• _Problem requirements_: Each entry needs to be retyped exactly.

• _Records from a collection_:
★ ★ ★ ★ ★ ★ ★
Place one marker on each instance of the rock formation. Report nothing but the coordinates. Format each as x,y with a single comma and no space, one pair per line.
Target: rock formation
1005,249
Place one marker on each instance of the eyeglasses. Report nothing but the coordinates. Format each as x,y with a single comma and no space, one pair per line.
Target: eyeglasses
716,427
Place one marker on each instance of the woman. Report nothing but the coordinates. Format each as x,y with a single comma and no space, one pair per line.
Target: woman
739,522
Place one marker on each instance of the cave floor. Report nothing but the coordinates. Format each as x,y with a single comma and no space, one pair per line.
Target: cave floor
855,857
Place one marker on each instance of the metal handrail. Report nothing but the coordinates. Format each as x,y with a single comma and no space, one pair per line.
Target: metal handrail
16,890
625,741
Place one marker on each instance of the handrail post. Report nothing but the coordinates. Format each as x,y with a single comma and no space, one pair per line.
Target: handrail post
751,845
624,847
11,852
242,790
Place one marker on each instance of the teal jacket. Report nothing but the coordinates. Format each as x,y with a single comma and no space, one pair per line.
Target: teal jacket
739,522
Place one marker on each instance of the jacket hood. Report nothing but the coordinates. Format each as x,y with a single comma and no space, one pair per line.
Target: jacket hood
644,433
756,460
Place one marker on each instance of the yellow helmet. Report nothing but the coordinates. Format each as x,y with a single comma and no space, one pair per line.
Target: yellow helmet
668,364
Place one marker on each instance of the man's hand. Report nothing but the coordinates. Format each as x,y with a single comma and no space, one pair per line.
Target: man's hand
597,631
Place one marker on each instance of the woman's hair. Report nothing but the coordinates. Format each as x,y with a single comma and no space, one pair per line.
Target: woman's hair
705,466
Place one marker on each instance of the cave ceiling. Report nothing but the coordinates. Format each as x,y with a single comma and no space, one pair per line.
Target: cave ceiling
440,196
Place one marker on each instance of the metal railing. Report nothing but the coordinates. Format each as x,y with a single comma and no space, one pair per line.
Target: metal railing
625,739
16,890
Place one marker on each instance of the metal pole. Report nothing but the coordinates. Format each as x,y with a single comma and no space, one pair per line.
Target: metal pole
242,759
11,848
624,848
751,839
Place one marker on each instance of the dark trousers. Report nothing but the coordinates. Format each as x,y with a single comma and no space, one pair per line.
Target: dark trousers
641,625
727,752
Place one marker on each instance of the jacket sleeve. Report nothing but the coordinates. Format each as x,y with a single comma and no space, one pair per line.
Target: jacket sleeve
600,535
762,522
★ ★ ★ ★ ★ ★ ★
• _Your response_:
Place one marker on each instance of the rock formation. Report nothing but the coordinates. Format each as x,y with a single comma and no space, one pair per line.
Target: rock formation
1005,249
Place one marker on each instance of the eyeglasses. Report nothing but the coordinates. Format each as x,y with a single comma and no space, one pair per line.
Target: eyeglasses
716,427
Place one marker on each instance of the woman. Report nothing but the coordinates. Format each as x,y with a single comma and no space, one pair per line.
Target: woman
739,522
Place one marker on each instance of the cave floor. Report nothing but the coordinates. Format each as x,y with a single comma and no space, one pair per line.
Target: cave floor
855,857
Place one marker on each instance of the metal handrail. Report nothing but the coordinates. Format each as x,y with a single comma and no space, one pair per line.
Target: metal handrail
16,890
625,741
Place one marker on each instance of the handrail post. Report nothing but the coordinates. Format each as x,y with a single comma and no space, one pair per line.
Target: handrail post
751,845
624,847
11,852
242,790
Place one marker on each instance of the teal jacket. Report nothing but the coordinates. Format each as x,y with a single comma and no space, one pair per line.
Target: teal jacket
739,522
Place one marker on each instance of the jacket hood. Report nothing but the coordinates. Format each as x,y with a single comma and no space, one pair per line.
Target: jacket hood
644,433
756,460
Place one marker on each instance of the yellow helmet. Report nothing but the coordinates. Format each as x,y with a single comma and no space, one pair per line.
Target: yellow helmet
668,364
Place one marker on each instance of the man's hand. Report nothing but the coordinates. Format each as x,y with a single comma and no space, one pair per line.
Target: man's hand
597,631
Place one marker on each instance of the woman's hair. Report nothing but the coordinates. Format each as x,y with a single comma and no space, one pair per line.
Target: woman's hair
705,466
Place one marker on each instance of the cave ceiling. Report nothing but the coordinates. Format each as x,y with a single comma and no space, one pair per line.
Target: cave ceiling
440,196
Place one marker on each instance of the metal railing. Report nothing but the coordinates. Format each as x,y with a single comma and no space, one pair per line.
Target: metal railing
625,739
16,890
Place one marker on each instance of the metal pole. Report nothing but the coordinates. Format each as x,y with a single comma and no space, one pair per line.
Target: metal pole
242,759
11,848
624,848
751,839
Place one marker on each instance of the dark trousers. Report nothing but the coordinates. Format each as x,y with a single comma and no space, one pair per line.
Target: dark trousers
641,625
727,752
Place one marker on each instance of the jacket sleeve. Report nothing but the coordinates. Format each as x,y with a single comma and no space, one pair per line.
Target: jacket sleeve
600,535
762,522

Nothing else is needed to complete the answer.